(Extracted records)

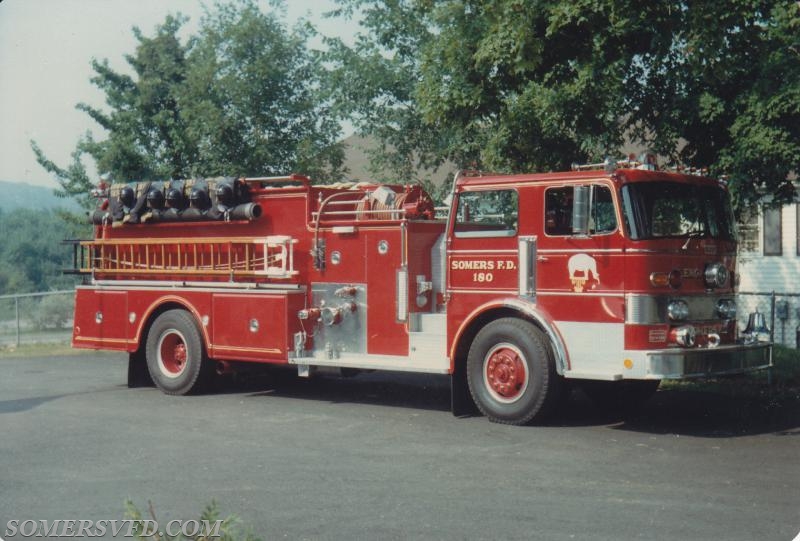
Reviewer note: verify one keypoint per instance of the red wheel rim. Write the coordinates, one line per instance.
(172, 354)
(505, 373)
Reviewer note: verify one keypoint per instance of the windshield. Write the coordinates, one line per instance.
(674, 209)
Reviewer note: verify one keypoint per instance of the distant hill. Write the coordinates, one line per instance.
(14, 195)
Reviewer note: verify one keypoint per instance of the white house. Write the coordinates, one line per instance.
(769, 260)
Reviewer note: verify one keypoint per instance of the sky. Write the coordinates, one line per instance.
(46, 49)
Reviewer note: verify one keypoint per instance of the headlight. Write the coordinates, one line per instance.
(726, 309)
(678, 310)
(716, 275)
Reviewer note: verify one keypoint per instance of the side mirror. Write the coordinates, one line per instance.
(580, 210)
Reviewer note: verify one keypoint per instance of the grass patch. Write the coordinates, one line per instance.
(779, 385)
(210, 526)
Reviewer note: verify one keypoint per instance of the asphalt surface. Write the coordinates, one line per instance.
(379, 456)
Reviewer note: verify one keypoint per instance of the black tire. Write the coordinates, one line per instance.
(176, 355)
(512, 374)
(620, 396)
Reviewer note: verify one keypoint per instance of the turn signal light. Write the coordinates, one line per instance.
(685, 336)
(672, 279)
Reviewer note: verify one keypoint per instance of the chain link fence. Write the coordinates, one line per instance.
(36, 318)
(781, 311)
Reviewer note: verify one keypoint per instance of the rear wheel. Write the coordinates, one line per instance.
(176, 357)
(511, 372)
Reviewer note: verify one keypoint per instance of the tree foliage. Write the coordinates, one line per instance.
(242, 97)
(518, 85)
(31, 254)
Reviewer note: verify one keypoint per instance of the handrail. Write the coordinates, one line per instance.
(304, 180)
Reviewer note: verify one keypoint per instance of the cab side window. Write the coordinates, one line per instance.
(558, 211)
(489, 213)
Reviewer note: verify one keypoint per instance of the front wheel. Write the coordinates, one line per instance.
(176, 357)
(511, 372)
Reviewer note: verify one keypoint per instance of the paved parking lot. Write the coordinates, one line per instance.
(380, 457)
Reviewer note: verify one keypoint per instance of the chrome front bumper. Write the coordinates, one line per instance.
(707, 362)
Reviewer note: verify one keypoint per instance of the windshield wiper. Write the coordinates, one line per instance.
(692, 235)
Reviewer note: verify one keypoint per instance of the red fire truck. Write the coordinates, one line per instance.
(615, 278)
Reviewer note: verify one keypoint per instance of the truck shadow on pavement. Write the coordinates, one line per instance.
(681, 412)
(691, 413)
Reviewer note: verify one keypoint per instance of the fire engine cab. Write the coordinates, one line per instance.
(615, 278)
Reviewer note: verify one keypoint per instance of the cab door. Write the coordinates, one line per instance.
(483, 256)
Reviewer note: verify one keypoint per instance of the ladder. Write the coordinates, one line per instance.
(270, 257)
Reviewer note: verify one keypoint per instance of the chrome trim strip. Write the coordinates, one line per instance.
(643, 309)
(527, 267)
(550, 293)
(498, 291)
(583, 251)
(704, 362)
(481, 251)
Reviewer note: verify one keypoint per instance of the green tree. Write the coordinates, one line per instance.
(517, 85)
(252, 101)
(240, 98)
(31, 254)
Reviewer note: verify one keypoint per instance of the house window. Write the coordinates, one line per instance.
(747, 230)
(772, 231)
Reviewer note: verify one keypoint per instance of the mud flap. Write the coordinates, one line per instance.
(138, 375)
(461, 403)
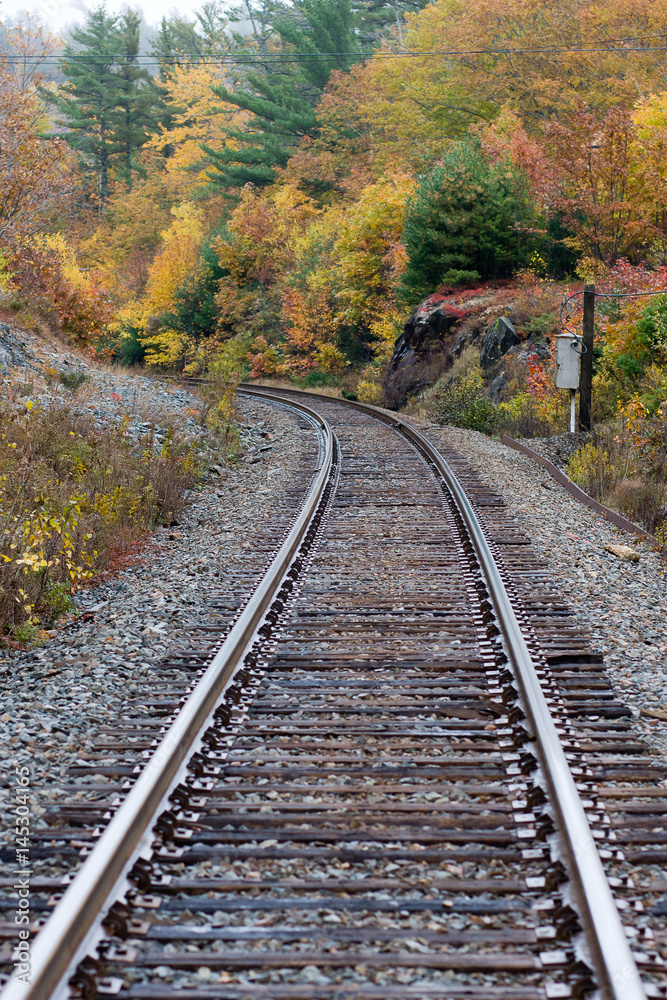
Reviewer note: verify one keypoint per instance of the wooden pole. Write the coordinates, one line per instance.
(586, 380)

■ ASSIGNMENT
Could you write the entries out again exactly, without their pictures?

■ ANSWER AREA
Reviewer note: verify one keypoint per instance of the red wheel rim. Write the coordinates, one line per instance.
(172, 354)
(505, 373)
Reviewer note: verify one keypoint per instance of the windshield. Write the coordinates, one line per instance.
(674, 209)
Reviewer note: verify one keypoint per instance of the distant hill. Write the coordinates, one line per instance.
(14, 195)
Reviewer note: verify one keypoint per instance of the white house. Write the coordinates, one line per instance.
(769, 260)
Reviewer note: verify one keypoint per instance of the sky. Write the coordinates, one line per instance.
(46, 49)
Reviewer note: verify one keypoint per instance of the headlight. Write the coordinates, one line per instance.
(726, 309)
(678, 310)
(716, 275)
Reviewer note: verify one keypoint per instance of the side mirror. Write the coordinates, one line per instance.
(580, 210)
Reviewer note: verify one keypoint per instance of the grass patch. Write the coordinates, one line per instance.
(779, 385)
(210, 526)
Reviewer note: verify one keypoint per instance of the asphalt surface. Write the coordinates, one line per instance.
(379, 456)
Reviewer note: verify one keypoint per instance of the black tire. Write the coordinates, one line per instance.
(176, 355)
(512, 374)
(620, 396)
Reviewer note: verify one keypoint per instance of the turn signal light. Write the coordinates, one line per instance.
(685, 336)
(672, 279)
Reviewer note: verify one keypoint per instance of the chain link fence. Write the coordinates, one line per instance.
(36, 318)
(781, 311)
Reviewer note: verify one keypoint per instance of the rear wheel. Write the coordinates, one line per instance.
(176, 357)
(511, 372)
Reviewer note: verify one keypoint per instance of the tree foliage. Write the coordinates, one line per instance.
(242, 97)
(518, 85)
(31, 254)
Reviewer note: verify one keypoint per instance of the handrail. Write the coordinates, one line per instance.
(304, 180)
Reviewer note: verify one keypoint per instance of the cab side window. Write the coordinates, one line per instance.
(558, 211)
(489, 213)
Reviewer note: verify one keypoint per instance of the front wheel. Write the coordinates, one line per instance.
(176, 357)
(511, 372)
Reviewer note: verify one keypoint per instance of the paved parking lot. Write the coordinates, one line per instance.
(380, 457)
Reviewer note: verify one keypoint per instance of the chrome front bumper. Write the coordinates, one line per instance.
(707, 362)
Reviewer note: verify one keypoint per instance of the windshield wiper. Write the coordinates, one line per instance.
(692, 235)
Reviewer note: verify one keypoint per instance of the red fire truck. Write the coordinates, one line per instance.
(615, 278)
Reviewer note: verify one keypoint per instance of the truck shadow on pavement. Write the coordinates, one line per instance.
(681, 412)
(691, 413)
Reviewer note: verify one keypoint per instance of the fire engine cab. Write the coordinates, one line per instance.
(615, 278)
Reviewer note: verify one keypoint per instance of the cab door. Write the coordinates, one line per instance.
(483, 256)
Reviewer note: verify one keypoint per instance of the ladder. Write the coordinates, one line per instance.
(270, 257)
Reviewer note: verify one keypoint per instance of the chrome trim strip. Write the coordinates, one line per instance.
(643, 309)
(527, 267)
(550, 293)
(498, 291)
(583, 251)
(704, 362)
(481, 251)
Reviewer note: verify one keypoint per instance of the green tree. Write the coordinates, one line per instance.
(517, 85)
(252, 101)
(240, 98)
(31, 254)
Reviewer note: verify one keypoint per instance of the house window. Write the coordinates, one line per instance.
(747, 230)
(772, 231)
Reviewer note: verify one keypoint per instance of the mud flap. Write the coordinates, one line per instance.
(138, 375)
(461, 403)
Reviewer note: verify one keypoint per instance of the wooden pole. Write the coordinates, one line per instance.
(586, 380)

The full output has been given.